**Written instruction:** Reproduce the records below verbatim, line by line, and omit the pictures.

**Items for location identification:**
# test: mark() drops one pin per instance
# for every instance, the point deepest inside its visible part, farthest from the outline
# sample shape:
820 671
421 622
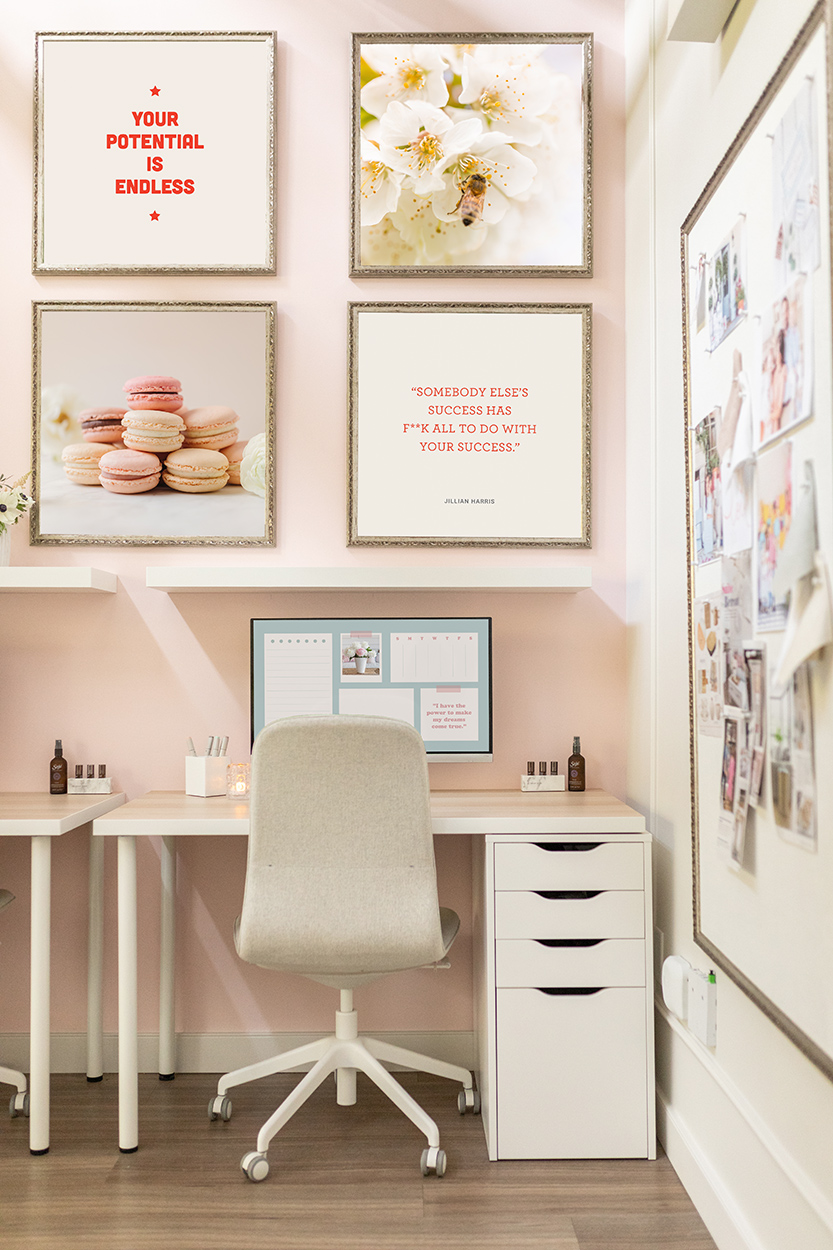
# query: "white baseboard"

**Result of this task:**
# test: mark() drops one pin per instance
# for every instance, the point deepest inside its visible part, farthest from the outline
# sample shape:
820 671
421 622
# query: "white baseboard"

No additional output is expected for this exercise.